- Passage fourni
________
Noël dans le film est tout à la fois le prétexte, le père de Billy achète Gizmo en cadeau pour son fils, une toile de fond et un élément de contraste entre le chaos qui s’empare de Kingston Falls et ce que sont censés être les fêtes de fin d’année. Noël c’est le sucre qui fait passer l’amertume du café et Gremlins ne manque pas d’amertume. Il est d’ailleurs curieux que le narrateur du film, le père de Billy, en est le grand absent toujours loin de chez lui au point de manquer, et ce n’est sans doute pas la première fois, le réveillon de Noël.
Gremlins est un infra film d’horreur. Comprendre que c’est un film qui s’arrête sur le seuil du genre mais sans le franchir. C’est un long métrage qu’on peut voir en famille sans crainte de traumatiser les gamins ou les personnes allergique à l’épouvante. Joe Dante qui s’y connait en matière d’horreur sait jusqu’où aller et demeure bien sagement du côté de la comédie fantastique mais la structure de l’intrigue emprunte aux films d’invasion extra-terrestre des années 50 - Billy regarde L’invasion des profanateurs de sépultures. La scène où il cherche à convaincre le sheriff et son adjoint que des monstres sèment la pagaille en ville est un emprunt direct au genre car bien sûr les adultes ne le croient pas. On retrouve également cette progression allant de faits étranges mais apparemment anodins à un déchaînement de violences (ici laissées hors champ) typiques des histoires fantastiques. La violence est cartoonesque.
________
Entrées de pointage d'objets étiquetés:
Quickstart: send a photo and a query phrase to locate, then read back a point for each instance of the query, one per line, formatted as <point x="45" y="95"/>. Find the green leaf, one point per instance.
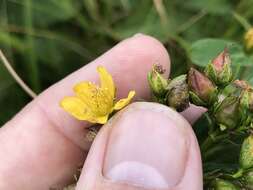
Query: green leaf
<point x="202" y="51"/>
<point x="45" y="12"/>
<point x="219" y="7"/>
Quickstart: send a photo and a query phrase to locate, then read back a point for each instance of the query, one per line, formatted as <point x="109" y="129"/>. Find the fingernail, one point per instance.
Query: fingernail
<point x="147" y="147"/>
<point x="138" y="35"/>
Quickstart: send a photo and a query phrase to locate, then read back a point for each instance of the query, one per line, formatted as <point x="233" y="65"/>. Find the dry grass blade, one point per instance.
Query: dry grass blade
<point x="13" y="73"/>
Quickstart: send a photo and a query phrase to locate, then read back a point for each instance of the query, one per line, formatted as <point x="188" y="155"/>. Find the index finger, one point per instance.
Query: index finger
<point x="43" y="140"/>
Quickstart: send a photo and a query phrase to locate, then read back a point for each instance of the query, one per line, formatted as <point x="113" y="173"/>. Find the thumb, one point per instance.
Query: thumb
<point x="145" y="146"/>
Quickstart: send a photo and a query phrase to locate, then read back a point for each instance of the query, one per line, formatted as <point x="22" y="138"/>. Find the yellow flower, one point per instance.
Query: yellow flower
<point x="94" y="103"/>
<point x="249" y="39"/>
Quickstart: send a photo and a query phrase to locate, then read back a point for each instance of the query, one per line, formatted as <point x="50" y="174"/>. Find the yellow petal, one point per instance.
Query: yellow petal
<point x="106" y="81"/>
<point x="101" y="120"/>
<point x="123" y="102"/>
<point x="76" y="107"/>
<point x="97" y="99"/>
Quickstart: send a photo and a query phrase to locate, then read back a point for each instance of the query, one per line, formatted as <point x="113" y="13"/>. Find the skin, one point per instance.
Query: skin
<point x="42" y="146"/>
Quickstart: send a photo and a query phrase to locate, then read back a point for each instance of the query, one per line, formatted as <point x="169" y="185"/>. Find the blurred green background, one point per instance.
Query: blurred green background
<point x="47" y="39"/>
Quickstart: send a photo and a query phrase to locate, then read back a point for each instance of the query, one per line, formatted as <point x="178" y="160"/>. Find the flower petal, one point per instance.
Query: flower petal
<point x="76" y="107"/>
<point x="106" y="81"/>
<point x="123" y="102"/>
<point x="97" y="99"/>
<point x="101" y="120"/>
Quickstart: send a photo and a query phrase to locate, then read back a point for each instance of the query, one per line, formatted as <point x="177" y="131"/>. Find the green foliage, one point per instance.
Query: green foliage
<point x="46" y="40"/>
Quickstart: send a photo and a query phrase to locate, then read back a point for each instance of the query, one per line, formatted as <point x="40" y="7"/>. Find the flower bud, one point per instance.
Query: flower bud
<point x="249" y="39"/>
<point x="221" y="184"/>
<point x="178" y="93"/>
<point x="248" y="179"/>
<point x="219" y="70"/>
<point x="202" y="91"/>
<point x="246" y="155"/>
<point x="246" y="96"/>
<point x="227" y="113"/>
<point x="157" y="82"/>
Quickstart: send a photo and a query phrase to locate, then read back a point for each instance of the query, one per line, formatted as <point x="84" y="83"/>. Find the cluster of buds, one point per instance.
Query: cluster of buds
<point x="173" y="93"/>
<point x="230" y="109"/>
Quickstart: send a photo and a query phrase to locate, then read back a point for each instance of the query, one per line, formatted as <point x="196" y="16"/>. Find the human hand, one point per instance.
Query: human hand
<point x="146" y="145"/>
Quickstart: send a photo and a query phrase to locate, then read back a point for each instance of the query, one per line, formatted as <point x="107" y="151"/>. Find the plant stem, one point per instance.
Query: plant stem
<point x="31" y="60"/>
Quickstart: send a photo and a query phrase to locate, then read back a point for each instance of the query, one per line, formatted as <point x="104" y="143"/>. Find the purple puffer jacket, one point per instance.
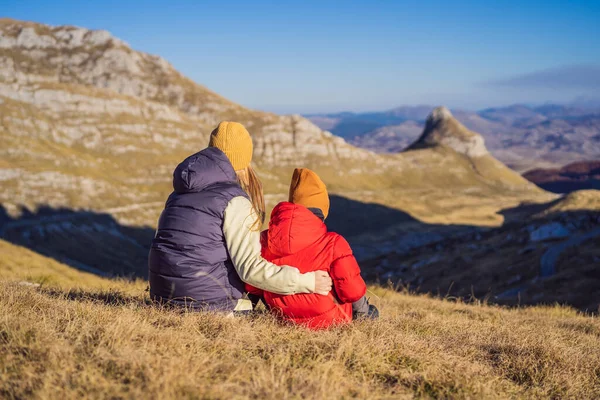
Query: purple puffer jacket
<point x="189" y="262"/>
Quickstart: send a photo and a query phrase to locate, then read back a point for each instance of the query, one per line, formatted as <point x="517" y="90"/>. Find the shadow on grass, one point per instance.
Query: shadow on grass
<point x="109" y="297"/>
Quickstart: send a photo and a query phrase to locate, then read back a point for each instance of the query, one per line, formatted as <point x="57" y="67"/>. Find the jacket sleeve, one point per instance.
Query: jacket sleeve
<point x="348" y="284"/>
<point x="243" y="244"/>
<point x="264" y="245"/>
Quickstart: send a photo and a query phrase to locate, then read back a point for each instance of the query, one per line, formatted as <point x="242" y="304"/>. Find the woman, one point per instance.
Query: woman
<point x="208" y="239"/>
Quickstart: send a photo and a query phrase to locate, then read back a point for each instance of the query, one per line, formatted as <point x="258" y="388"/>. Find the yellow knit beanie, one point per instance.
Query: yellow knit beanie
<point x="235" y="141"/>
<point x="308" y="189"/>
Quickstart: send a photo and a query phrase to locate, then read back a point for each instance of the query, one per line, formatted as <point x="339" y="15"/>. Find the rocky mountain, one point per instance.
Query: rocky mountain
<point x="442" y="129"/>
<point x="546" y="253"/>
<point x="575" y="176"/>
<point x="523" y="137"/>
<point x="92" y="130"/>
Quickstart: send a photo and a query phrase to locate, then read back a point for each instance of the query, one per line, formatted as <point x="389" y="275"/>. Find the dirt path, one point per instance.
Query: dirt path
<point x="27" y="222"/>
<point x="551" y="256"/>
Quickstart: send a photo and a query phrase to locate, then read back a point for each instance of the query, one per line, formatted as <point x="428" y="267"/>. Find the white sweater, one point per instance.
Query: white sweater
<point x="243" y="244"/>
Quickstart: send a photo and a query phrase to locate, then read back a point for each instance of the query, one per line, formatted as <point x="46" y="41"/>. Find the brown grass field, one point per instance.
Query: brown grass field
<point x="80" y="336"/>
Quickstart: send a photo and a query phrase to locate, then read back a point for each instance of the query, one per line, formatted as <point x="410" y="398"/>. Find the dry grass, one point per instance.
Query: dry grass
<point x="110" y="343"/>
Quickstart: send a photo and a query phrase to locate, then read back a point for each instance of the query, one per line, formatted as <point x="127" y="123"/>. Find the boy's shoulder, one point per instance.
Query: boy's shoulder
<point x="341" y="247"/>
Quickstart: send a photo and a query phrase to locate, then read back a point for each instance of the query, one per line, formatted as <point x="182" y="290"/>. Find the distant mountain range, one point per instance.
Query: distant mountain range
<point x="576" y="176"/>
<point x="523" y="137"/>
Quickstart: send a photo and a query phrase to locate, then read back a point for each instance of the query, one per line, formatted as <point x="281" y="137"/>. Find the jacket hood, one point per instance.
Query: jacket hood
<point x="202" y="170"/>
<point x="293" y="228"/>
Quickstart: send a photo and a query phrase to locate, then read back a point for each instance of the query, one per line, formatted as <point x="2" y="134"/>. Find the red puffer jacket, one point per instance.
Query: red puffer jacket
<point x="299" y="238"/>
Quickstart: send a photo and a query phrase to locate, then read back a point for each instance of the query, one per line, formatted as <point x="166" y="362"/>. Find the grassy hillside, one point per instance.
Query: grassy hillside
<point x="102" y="339"/>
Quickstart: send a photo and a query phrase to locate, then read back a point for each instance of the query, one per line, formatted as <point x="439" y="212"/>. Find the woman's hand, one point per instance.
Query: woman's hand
<point x="323" y="283"/>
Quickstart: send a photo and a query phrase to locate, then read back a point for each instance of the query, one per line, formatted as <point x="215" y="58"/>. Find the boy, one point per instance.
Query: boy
<point x="298" y="236"/>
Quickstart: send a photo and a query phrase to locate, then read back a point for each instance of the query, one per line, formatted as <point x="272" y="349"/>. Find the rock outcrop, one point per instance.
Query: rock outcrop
<point x="442" y="129"/>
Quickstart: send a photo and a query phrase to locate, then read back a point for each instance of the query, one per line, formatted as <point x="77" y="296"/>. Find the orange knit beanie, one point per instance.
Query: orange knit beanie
<point x="308" y="189"/>
<point x="235" y="141"/>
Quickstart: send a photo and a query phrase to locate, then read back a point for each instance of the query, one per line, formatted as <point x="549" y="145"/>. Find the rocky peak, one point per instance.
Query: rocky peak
<point x="442" y="129"/>
<point x="16" y="34"/>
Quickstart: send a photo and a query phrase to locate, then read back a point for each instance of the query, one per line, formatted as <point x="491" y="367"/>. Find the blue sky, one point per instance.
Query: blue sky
<point x="320" y="56"/>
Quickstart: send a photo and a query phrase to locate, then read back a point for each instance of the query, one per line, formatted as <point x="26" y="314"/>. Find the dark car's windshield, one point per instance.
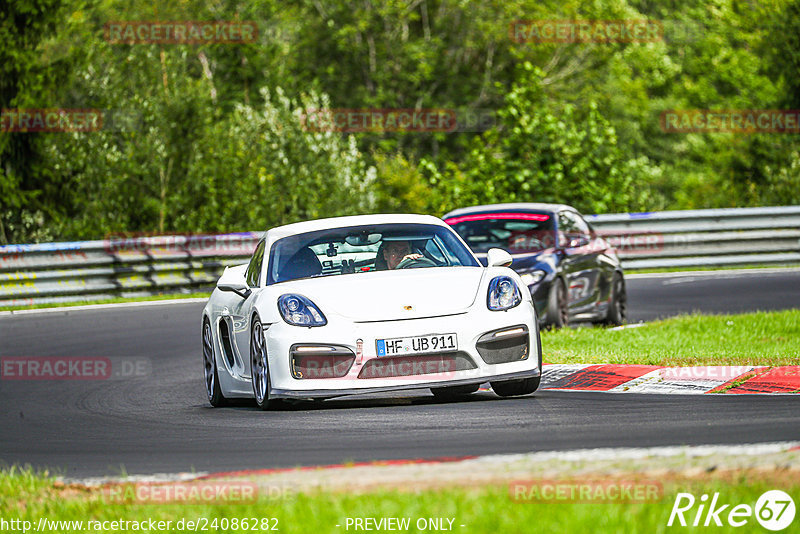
________
- Les consignes
A) Résumez en deux phrases le passage consacré au film Gremlins.
B) Poursuivez le passage consacré au film Gremlins à partir de sa dernière phrase.

- Résultats dans l'ordre
A) Dans Gremlins, Noël est à la fois le prétexte de l'histoire, une toile de fond et un contraste avec le chaos qui s'empare de Kingston Falls, comme un sucre qui adoucit l'amertume du film. Ce long métrage est un infra film d'horreur qui s'arrête au seuil du genre et peut se voir en famille, tout en empruntant sa structure aux films d'invasion extra-terrestre des années 50 et en montrant une violence cartoonesque.

B)
Le film fait d’autres clins d’œil au cinéma d’horreur. Les cocons desquels jaillissent les gremlins font penser à ceux vus dans Alien tout comme la façon qu’à Joe Dante de retarder autant que possible l’apparition des salles bêtes fait penser à la manière qu’a Ridley Scott de cacher le xénomorphe autant qu’il le peut. Enfin la vulnérabilité des gremlins devant les rayons du Soleil fait échos à celle des vampires et la scène qui voit périr le gremlin en chef, celui à crête, est comme une réminiscence des films de Dracula.
Gremlins n’est pas exempt de défauts mais peu importe que la règle de ne pas nourrir les mogwais après minuit soit complétement pétée, on est toujours après minuit, ce qui importe c’est l’aspect jouissif du jeu de massacre auxquels se livrent les gremlins. La saveur première du long métrage réside dans les méfaits des gremlins créatures chaotiques mais pas complètement dénuées d’intelligence et la joie mauvaise qu’ils communiquent aux spectateurs.
Plus de trente ans après sa sortie en salle le long métrage de Joe Dante s’affirme comme l’un de ces films des années 80 qui annoncent le cinéma populaire post-moderne autoréférencé qui pullule sur les écrans et pas seulement dans le monde du cinéma de genre en général et d’horreur en particulier.
R.V.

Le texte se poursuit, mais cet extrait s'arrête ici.